YOUR ASSIGNMENT:
Give all the lines below again, exactly, with no pictures.

Image-backed grounding data:
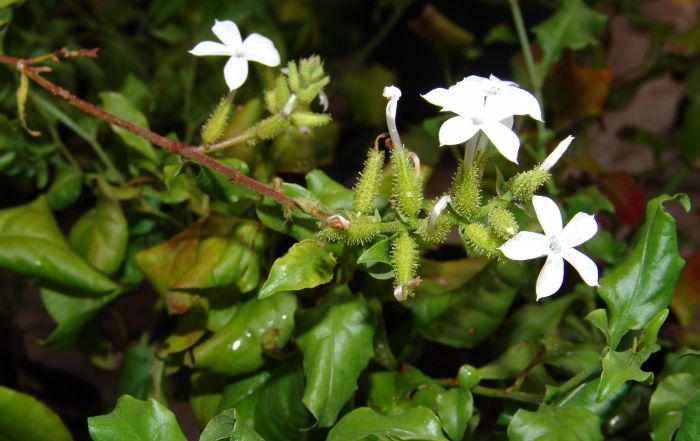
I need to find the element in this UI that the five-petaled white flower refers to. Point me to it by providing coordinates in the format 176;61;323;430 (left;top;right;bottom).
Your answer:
189;20;281;91
499;195;599;300
422;75;542;163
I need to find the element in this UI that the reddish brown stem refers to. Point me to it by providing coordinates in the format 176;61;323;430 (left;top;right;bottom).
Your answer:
0;52;325;216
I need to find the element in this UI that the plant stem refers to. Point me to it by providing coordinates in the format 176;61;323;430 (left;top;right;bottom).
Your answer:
508;0;547;157
548;363;602;402
195;127;257;153
0;52;325;216
472;385;543;404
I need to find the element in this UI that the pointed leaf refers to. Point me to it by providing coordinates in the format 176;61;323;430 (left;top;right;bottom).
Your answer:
0;196;119;293
296;286;375;427
649;373;699;441
597;348;655;402
0;385;73;441
678;392;700;441
599;195;687;348
99;92;158;161
327;407;447;441
88;395;187;441
258;239;336;298
508;405;603;441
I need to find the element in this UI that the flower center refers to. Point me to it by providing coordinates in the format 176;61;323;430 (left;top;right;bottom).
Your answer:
471;116;483;126
549;236;565;254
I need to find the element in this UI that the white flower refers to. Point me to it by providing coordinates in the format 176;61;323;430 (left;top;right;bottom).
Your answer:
422;75;543;163
422;85;521;163
499;195;599;300
189;20;281;91
456;75;542;122
540;136;574;171
383;85;403;151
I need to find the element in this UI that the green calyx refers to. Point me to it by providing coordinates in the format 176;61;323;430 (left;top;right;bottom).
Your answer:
346;216;380;245
450;162;481;219
201;92;234;145
256;114;289;140
487;205;518;239
505;168;550;202
290;111;332;128
460;222;502;258
391;149;423;220
391;232;419;297
353;148;385;214
416;199;455;244
287;56;330;105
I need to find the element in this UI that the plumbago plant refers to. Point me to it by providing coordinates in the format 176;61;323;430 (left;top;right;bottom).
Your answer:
0;3;698;441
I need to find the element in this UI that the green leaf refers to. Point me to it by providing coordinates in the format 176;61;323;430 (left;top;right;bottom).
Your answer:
597;348;655;402
253;366;314;441
256;183;320;241
0;196;119;293
532;0;607;86
497;295;576;349
678;392;700;441
99;91;158;162
88;395;187;441
556;379;628;420
116;346;156;401
40;287;121;349
200;408;264;441
46;165;82;211
368;365;444;413
436;388;473;441
193;293;297;375
69;194;128;276
507;405;603;441
411;261;523;348
305;169;353;211
218;371;271;414
0;385;73;441
296;285;376;427
327;407;448;441
478;341;538;380
599;195;687;348
357;237;393;280
258;239;337;298
0;0;24;9
649;373;699;441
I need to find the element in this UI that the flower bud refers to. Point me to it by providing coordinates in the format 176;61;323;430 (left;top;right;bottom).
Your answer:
460;222;501;258
417;196;454;244
450;162;481;219
505;168;550;202
290;111;332;128
256;114;289;140
353;148;385;214
488;205;518;239
297;77;330;104
201;92;234;145
287;60;300;93
457;364;481;389
391;233;419;299
346;216;381;245
391;149;423;220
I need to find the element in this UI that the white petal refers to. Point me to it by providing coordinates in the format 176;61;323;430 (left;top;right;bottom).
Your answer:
438;116;478;146
480;120;520;163
562;248;599;287
189;41;233;57
242;33;281;66
383;85;402;100
212;20;242;48
508;87;543;121
421;87;452;109
500;115;514;129
499;231;550;260
540;135;573;171
223;56;249;91
532;195;563;236
560;212;597;248
536;255;564;300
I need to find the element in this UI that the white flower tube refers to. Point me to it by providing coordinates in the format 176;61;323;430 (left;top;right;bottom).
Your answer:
383;85;403;151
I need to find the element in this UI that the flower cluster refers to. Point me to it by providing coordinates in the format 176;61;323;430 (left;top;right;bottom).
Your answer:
189;20;599;301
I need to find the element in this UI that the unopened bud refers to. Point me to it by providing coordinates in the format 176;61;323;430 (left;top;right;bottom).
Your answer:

REPLY TO THE TASK:
I need to find the element in this UI that the five-petaled white flower refers to. Point me to it by providing coordinates in the format 176;61;323;430 (left;top;right;bottom).
Your answer:
189;20;281;91
499;195;599;300
422;75;542;163
I need to find the element in this UI that the reddish brown stem refers to. Point me to it by providing coordinates in the format 176;61;323;430 (left;top;right;bottom).
Your answer:
0;52;325;216
I need to find the element in this UI that the plant stem refers to. Point me to it by providing coordinates in the format 176;61;323;430 (left;top;right;bottom).
Your answer:
508;0;547;157
548;363;602;402
195;127;257;153
0;52;325;216
472;385;543;404
I need to find the element in this UI that the pointed leaf refers to. Point me to it by providing coordinates in the format 176;61;323;430 (left;top;right;bottom).
Your answer:
0;196;119;293
296;286;375;427
649;373;699;441
597;348;655;402
0;385;73;441
678;392;700;441
599;195;687;348
99;92;158;161
327;407;447;441
88;395;187;441
258;239;336;298
508;405;603;441
I need to find the element in this UI that the flower center refers to. Point me to it by providing coordinates in the format 176;61;323;430 (left;top;right;bottom).
Your answer:
471;116;483;126
549;236;565;254
I need to find the element in this UI that the white flower refers to. Point me to it by providing coordinates in the format 176;61;323;430 (left;top;right;bottom).
Your answer:
422;75;543;163
422;85;521;163
499;195;599;300
189;20;281;91
456;75;542;122
540;136;574;171
383;85;403;151
I need to find the element in this UI that the green calyx refers to. Point me to it by providing coordinates in the format 176;61;323;430 (left;top;right;bottom).
Your answer:
346;216;380;245
450;162;481;219
201;92;234;145
256;114;289;140
487;205;518;239
505;168;550;202
290;111;332;128
460;222;502;258
391;149;423;220
391;232;419;297
353;148;385;214
416;199;455;244
287;56;330;105
I need to find the element in this UI that the plumbago plant refers to. Point me to it by providing coordinates in the format 176;61;323;430 (left;top;right;bottom).
Your answer:
0;3;698;441
I need to find the element in this UI that the green leaf refers to. Point me to it by providing coordinates in the format 176;61;323;430 (left;top;right;bottom).
Your answer:
597;348;655;402
253;366;314;441
256;183;320;241
0;196;119;293
532;0;607;86
497;295;576;349
678;392;700;441
99;91;158;162
88;395;187;441
556;379;628;420
116;346;156;401
40;287;121;349
200;408;264;441
46;165;82;211
368;365;444;413
436;388;473;441
193;293;297;375
69;194;128;276
507;405;603;441
411;261;523;348
305;169;353;211
218;371;271;414
0;385;73;441
296;285;376;427
327;407;448;441
478;341;538;380
599;195;687;348
357;237;393;280
258;239;337;298
0;0;24;9
649;373;699;441
I need to find the element in this UI that the flower bud refers to. Point me to it by providing coordinates in the format 176;61;323;430 (left;top;right;bottom).
Your answer:
460;222;501;258
417;196;454;244
450;162;481;219
505;168;550;202
290;111;332;128
256;114;289;140
353;148;385;214
488;205;518;239
297;77;330;104
201;92;234;145
287;60;300;93
457;364;481;389
391;233;419;299
346;216;381;245
391;149;423;220
I need to find the element in this UI that the white petal refers to. Point me to it by providing coordinates in the format 176;61;323;430 (left;top;right;bottom).
Your answer:
438;116;478;146
480;120;520;163
562;248;599;287
189;41;233;57
242;33;281;66
383;85;402;100
212;20;242;48
508;87;543;121
421;87;452;109
500;115;514;129
499;231;550;260
540;135;573;171
223;56;249;91
532;195;563;236
560;212;597;248
536;255;564;300
I need to find the element in this UI that the white flower tube refers to. Point me to it by providing coordinates in the format 176;61;323;430 (left;top;right;bottom).
Your answer:
383;85;403;151
I need to find the element in this UI that the flower cluster refers to. Point me to it by providing coordinates in the format 176;61;323;430 (left;top;right;bottom).
Your answer:
189;20;599;301
I need to find the element in this UI that the unopened bud refers to. Point me to it by providing coordinates in the format 176;61;323;430 (left;top;right;bottom).
Your answer:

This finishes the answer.